* [KUTIPAN UNTUK DIBACA]:
Oligarki Rudapaksa Ibu Pertiwi, Kok Bisa?



 Dengan menerapkan seluruh aturan Islam secara kafah (menyeluruh), maka tidak ada celah masuk untuk oligarki apalagi merudapaksa ibu pertiwi. 

OPINI 

Oleh Nur Fitriyah Asri

Aktivis Muslimat Peduli Umat


Muslimahkaffahmedia.eu.org, OPINI -Negeri yang konon kaya raya dengan kekayaan sumber daya alamnya yang melimpah-ruah. Seperti migas (minyak dan gas), tambang (emas, perak, batubara, nekel, dll), kekayaan alam hutan dan lautnya ibarat jamrud katulistiwa. Kini, 75 persen lahan dikuasai oleh satu persen rakyat Indonesia (oligarki). Sisanya, 99 persen rakyat berebut 25 persen lahan yang tersisa, kata Mahfud MD dalam acara dialog Andalas Lawyers Club di Universitas Andalas, (18/12/2023)


Apa oligarki itu? Oligarki berasal dari  Bahasa Yunani, terdiri dari oligoi (sedikit) dan arkhein (menguasai). Menurut Aritoteles, oligarki artinya pelaksanaan pemerintahan oleh segelintir warga negara terkaya. Mereka mengendalikan kekayaan yang sangat besar, yang dengan mudah digunakan untuk tujuan politik. Jadi,  oligarki adalah aktor yang diberdayakan oleh kekayaan, sehingga dapat membeli jabatan, menentukan hasil politik, keputusan hukum, hingga dapat mempekerjakan massa dan pihak bersenjata. (Winters & Page, 2009)


Gelar Karpet Merah untuk Oligarki


Oligarki nyata-nyata merudapaksa ibu pertiwi. Karut-marutnya persoalan lahan dan penguasaan laut (pagar laut) hanyalah gambaran kecil dari rusaknya negeri. Anehnya, Presiden Prabowo berturut-turut pada tanggal 6 dan 7 Maret 2025 malah memanggil para Taipan dan oligarki ke Istana Kepresidenan. Mereka adalah Sugianto Kusuma (Aguan) bos PIK 1&2, Andi Syamsuddin Arsyad (Haji Isam), Anthony Salim, Boy Thohir, Anindya Bakrie, Chairul Tanjung (CT), James Riady, Hilmi Panigoro, Franky Oesman Wijaya, Prajoho Pangestu, dan Tomy Winata. Selain itu hadir pula Menkeu Sri Mulyani, Ketua Dewan Pengawas Danantara Erick Thohir, dan Kepala Dewan Pengawas Danantara Rosan Perkasa Roeslani.

* [Item dari sumber data]:
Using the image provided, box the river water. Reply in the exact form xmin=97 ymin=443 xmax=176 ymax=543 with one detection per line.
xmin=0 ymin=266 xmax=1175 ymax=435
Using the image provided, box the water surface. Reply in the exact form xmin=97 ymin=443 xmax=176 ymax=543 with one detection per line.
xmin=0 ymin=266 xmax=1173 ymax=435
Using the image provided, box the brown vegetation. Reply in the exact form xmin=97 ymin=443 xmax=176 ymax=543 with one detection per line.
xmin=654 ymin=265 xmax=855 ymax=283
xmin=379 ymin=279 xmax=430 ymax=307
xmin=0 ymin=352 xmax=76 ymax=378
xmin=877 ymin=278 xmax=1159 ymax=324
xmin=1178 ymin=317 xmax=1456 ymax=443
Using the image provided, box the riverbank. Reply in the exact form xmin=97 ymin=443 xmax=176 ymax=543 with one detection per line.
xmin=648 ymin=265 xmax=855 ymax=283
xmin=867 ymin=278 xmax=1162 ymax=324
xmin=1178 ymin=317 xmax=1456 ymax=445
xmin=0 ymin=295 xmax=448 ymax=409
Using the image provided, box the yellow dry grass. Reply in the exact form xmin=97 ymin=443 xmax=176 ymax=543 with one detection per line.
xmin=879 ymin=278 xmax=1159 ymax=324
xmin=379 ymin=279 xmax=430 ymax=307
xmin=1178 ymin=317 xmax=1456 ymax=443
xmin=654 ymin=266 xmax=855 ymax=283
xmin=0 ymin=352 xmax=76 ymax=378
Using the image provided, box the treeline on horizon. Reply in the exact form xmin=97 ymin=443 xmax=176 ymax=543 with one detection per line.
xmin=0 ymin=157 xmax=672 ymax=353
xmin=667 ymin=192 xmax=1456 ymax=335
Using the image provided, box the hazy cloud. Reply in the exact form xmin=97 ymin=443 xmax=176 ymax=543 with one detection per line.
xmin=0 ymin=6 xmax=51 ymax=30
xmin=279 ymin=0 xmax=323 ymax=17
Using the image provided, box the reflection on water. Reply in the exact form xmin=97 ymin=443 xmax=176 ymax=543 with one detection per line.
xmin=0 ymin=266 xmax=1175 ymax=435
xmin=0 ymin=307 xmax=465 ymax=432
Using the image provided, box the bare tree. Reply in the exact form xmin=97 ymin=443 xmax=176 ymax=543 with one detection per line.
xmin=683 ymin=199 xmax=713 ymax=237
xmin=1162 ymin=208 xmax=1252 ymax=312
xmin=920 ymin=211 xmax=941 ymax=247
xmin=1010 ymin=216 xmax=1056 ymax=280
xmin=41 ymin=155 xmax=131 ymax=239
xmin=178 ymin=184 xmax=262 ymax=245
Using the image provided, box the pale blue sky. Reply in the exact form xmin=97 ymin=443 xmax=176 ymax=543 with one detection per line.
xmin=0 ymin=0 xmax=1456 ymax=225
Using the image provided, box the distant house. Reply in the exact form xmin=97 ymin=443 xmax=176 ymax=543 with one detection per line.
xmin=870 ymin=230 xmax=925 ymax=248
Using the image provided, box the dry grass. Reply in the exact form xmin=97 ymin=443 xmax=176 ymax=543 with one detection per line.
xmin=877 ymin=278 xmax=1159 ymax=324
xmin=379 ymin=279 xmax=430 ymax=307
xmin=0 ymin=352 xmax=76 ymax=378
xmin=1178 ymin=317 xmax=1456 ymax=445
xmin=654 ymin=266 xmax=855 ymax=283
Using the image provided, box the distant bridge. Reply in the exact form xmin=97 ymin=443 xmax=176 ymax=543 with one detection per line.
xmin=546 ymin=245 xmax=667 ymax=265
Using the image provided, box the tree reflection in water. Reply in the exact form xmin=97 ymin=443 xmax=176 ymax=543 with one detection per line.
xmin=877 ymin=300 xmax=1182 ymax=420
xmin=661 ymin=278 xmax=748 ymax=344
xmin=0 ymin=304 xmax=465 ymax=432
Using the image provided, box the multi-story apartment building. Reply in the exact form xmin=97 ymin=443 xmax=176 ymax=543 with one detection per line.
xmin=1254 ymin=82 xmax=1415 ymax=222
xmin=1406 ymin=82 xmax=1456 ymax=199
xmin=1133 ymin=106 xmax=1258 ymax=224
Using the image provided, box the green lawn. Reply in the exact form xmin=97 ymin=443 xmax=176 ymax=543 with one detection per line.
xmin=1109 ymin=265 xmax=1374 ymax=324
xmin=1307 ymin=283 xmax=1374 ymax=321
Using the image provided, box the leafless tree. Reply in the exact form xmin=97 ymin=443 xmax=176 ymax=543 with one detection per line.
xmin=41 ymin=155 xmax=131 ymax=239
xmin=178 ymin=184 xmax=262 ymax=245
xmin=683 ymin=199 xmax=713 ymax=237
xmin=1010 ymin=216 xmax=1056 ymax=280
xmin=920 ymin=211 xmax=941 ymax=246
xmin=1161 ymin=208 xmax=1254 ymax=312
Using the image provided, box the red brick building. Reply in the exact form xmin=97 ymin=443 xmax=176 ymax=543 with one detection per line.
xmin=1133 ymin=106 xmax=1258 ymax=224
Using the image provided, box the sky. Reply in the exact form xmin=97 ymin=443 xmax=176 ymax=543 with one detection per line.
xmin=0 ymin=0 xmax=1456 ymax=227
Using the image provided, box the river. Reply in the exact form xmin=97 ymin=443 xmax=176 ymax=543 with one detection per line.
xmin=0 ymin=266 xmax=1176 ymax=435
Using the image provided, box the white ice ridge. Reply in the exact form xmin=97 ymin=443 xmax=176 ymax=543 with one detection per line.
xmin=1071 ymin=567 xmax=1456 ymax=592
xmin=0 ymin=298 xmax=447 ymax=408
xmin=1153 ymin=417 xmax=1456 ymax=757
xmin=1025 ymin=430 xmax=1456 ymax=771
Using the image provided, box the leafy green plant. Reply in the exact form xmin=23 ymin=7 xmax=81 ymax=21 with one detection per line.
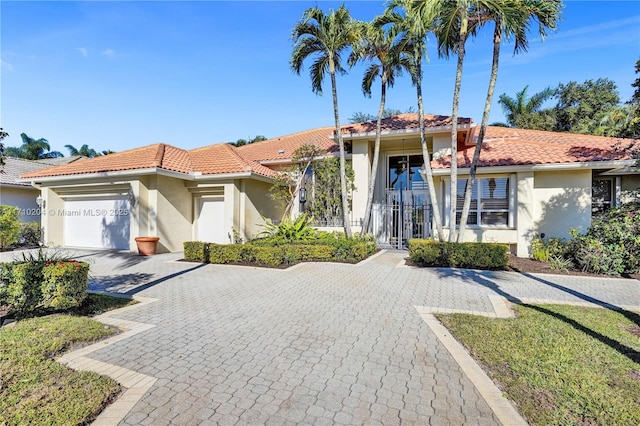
xmin=409 ymin=239 xmax=509 ymax=269
xmin=0 ymin=206 xmax=20 ymax=249
xmin=531 ymin=238 xmax=549 ymax=262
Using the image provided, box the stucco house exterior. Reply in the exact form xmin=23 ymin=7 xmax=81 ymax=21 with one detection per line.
xmin=17 ymin=114 xmax=640 ymax=256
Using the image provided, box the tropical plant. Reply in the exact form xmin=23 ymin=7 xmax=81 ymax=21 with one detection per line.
xmin=349 ymin=20 xmax=409 ymax=237
xmin=6 ymin=133 xmax=64 ymax=160
xmin=64 ymin=144 xmax=102 ymax=158
xmin=498 ymin=85 xmax=553 ymax=130
xmin=290 ymin=5 xmax=361 ymax=237
xmin=380 ymin=0 xmax=444 ymax=241
xmin=458 ymin=0 xmax=562 ymax=242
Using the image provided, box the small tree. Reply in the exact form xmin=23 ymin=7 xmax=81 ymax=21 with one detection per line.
xmin=0 ymin=206 xmax=20 ymax=249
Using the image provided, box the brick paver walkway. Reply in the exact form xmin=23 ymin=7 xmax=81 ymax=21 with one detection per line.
xmin=6 ymin=251 xmax=640 ymax=425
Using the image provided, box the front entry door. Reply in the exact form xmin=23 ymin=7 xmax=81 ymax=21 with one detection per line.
xmin=385 ymin=155 xmax=431 ymax=248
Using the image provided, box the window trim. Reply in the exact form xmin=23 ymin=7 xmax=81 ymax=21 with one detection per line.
xmin=443 ymin=173 xmax=517 ymax=229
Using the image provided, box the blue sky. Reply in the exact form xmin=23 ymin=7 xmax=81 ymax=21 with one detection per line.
xmin=0 ymin=0 xmax=640 ymax=155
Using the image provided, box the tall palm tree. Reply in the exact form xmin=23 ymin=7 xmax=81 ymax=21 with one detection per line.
xmin=380 ymin=0 xmax=444 ymax=241
xmin=498 ymin=85 xmax=553 ymax=128
xmin=458 ymin=0 xmax=562 ymax=242
xmin=64 ymin=144 xmax=101 ymax=158
xmin=6 ymin=133 xmax=64 ymax=160
xmin=290 ymin=5 xmax=360 ymax=238
xmin=348 ymin=19 xmax=409 ymax=237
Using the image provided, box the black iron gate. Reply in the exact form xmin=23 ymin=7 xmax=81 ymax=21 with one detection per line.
xmin=384 ymin=189 xmax=431 ymax=249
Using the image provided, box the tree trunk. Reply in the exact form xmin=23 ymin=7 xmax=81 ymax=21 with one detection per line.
xmin=360 ymin=75 xmax=387 ymax=237
xmin=416 ymin=55 xmax=444 ymax=241
xmin=330 ymin=68 xmax=351 ymax=238
xmin=458 ymin=22 xmax=502 ymax=243
xmin=449 ymin=11 xmax=468 ymax=243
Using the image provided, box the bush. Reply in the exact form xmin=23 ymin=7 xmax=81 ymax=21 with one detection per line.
xmin=182 ymin=241 xmax=209 ymax=262
xmin=563 ymin=202 xmax=640 ymax=274
xmin=0 ymin=206 xmax=20 ymax=249
xmin=41 ymin=261 xmax=89 ymax=309
xmin=409 ymin=239 xmax=509 ymax=269
xmin=0 ymin=250 xmax=89 ymax=317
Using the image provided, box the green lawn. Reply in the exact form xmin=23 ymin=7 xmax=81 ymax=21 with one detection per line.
xmin=437 ymin=305 xmax=640 ymax=425
xmin=0 ymin=295 xmax=131 ymax=425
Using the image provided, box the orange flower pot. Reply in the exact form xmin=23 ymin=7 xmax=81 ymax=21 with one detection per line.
xmin=136 ymin=237 xmax=160 ymax=256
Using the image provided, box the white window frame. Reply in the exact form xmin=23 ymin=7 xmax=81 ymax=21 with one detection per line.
xmin=443 ymin=173 xmax=517 ymax=229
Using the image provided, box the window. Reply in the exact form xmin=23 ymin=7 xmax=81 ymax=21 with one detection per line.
xmin=448 ymin=177 xmax=514 ymax=228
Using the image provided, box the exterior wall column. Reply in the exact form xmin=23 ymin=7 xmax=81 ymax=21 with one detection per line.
xmin=351 ymin=140 xmax=371 ymax=230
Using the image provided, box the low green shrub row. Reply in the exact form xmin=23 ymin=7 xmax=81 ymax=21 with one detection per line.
xmin=409 ymin=239 xmax=509 ymax=269
xmin=0 ymin=260 xmax=89 ymax=317
xmin=184 ymin=239 xmax=377 ymax=267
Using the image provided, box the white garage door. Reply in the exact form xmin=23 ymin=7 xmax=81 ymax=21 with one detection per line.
xmin=63 ymin=198 xmax=131 ymax=250
xmin=196 ymin=198 xmax=229 ymax=244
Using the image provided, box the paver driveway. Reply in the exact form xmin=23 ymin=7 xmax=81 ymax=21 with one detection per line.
xmin=3 ymin=251 xmax=640 ymax=425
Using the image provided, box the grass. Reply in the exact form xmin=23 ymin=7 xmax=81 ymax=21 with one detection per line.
xmin=0 ymin=294 xmax=134 ymax=425
xmin=438 ymin=305 xmax=640 ymax=425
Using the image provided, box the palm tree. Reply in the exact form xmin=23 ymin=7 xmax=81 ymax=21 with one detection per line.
xmin=64 ymin=144 xmax=101 ymax=158
xmin=458 ymin=0 xmax=562 ymax=242
xmin=430 ymin=0 xmax=476 ymax=242
xmin=6 ymin=133 xmax=64 ymax=160
xmin=381 ymin=0 xmax=444 ymax=241
xmin=290 ymin=5 xmax=360 ymax=238
xmin=498 ymin=85 xmax=553 ymax=129
xmin=349 ymin=19 xmax=409 ymax=237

* [TUGAS YANG DIKERJAKAN]:
1/ Salin bagian artikel tentang oligarki dari "Dengan menerapkan seluruh" sampai "Universitas Andalas, (18/12/2023)".
2/ Teruskan artikel tentang oligarki, dimulai setelah kalimat terakhir yang ditampilkan.

* [JAWABAN TERTULIS]:
1/
Dengan menerapkan seluruh aturan Islam secara kafah (menyeluruh), maka tidak ada celah masuk untuk oligarki apalagi merudapaksa ibu pertiwi. 

OPINI 

Oleh Nur Fitriyah Asri

Aktivis Muslimat Peduli Umat


Muslimahkaffahmedia.eu.org, OPINI -Negeri yang konon kaya raya dengan kekayaan sumber daya alamnya yang melimpah-ruah. Seperti migas (minyak dan gas), tambang (emas, perak, batubara, nekel, dll), kekayaan alam hutan dan lautnya ibarat jamrud katulistiwa. Kini, 75 persen lahan dikuasai oleh satu persen rakyat Indonesia (oligarki). Sisanya, 99 persen rakyat berebut 25 persen lahan yang tersisa, kata Mahfud MD dalam acara dialog Andalas Lawyers Club di Universitas Andalas, (18/12/2023)

2/
Dalam sambutannya, Presiden Prabowo mengatakan bahwa, "Kami mengundang semua pihak untuk memberikan pandangan kritis dan pengalaman melakukan investasi. Agar pengelolaan aset-aset Indonesia dapat dilakukan sebaik-baiknya dan sehati-hatinya."


Sementara itu, Sekretaris Kabinet Teddy Indra Wijaya melalui instagram@sekretaris kabinet, mengungkapkan Presiden Prabowo menyinggung soal situasi global dan tanah air. Selain itu juga perihal pelaksanaan Makan Bergizi Gratis (MBG), swasembada pangan, infrastruktur, industrialisasi, dan energi hingga Badan Pengelola Investasi (BPI) Danantara. Presiden memberikan apresiasi kepada para pengusaha (oligarkhi) atas dukungan yang diberikan terhadap kebijakan dan program pemerintah, terutama tentang kepentingan dan kesejahteraan rakyat. (KompasTV.com, 7/3/2025)

 

Muncul pertanyaan, benarkah semua program pemerintah untuk kepentingan rakyat?  


Sudah bisa diprediksi bahwa pertemuan tersebut akan menghasilkan kesepakatan-kesepakatan bisnis antara penguasa dengan oligarki. Pemerintah berupaya meyakinkan para investor agar tetap mengucurkan dana di berbagai proyek pemerintah. Sebab, untuk merealisasikannya dibutuhkan dana jumbo. Sedangkan APBN 2025 defisit Rp31,2 triliun, ungkap Sri Mulyani. (KompasTV.com, 16/3/2025)


Kesepakatan itu, paling tidak ada tukar guling, atau para oligarki dapat konsesi (izin) dalam proyek-proyek yang dikerjakan atau dapat masuk ke dalam Proyek Strategis Nasional (PSN), atau dibantu untuk mengelola lahan pemerintah. Contohnya, Sugianto Kusuma (Aguan) yang diminta Jokowi berinvestasi di IKN, lalu mendapatkan kemudahan dalam sejumlah pembangunan PSN pemerintah, seperti Swissotel Nusantara dan Pantai Indah Kapuk (PIK) 2.


Pada akhirnya terbongkarlah PIK 2, sungguh menzalimi nelayan, tidak hanya kesulitan mencari ikan, juga ada intimidasi terkait pembebasan tanah. Ironisnya, Aguan yang tersandung kasus pagar laut malah diundang Presiden Prabowo ke istana. Bukannya mengusut sampai tuntas hingga ke akarnya. Justru yang terjadi penguasa terkesan melindungi oligarki. Terbukti, pengadilan telah memutuskan bahwa Aguan tidak bersalah.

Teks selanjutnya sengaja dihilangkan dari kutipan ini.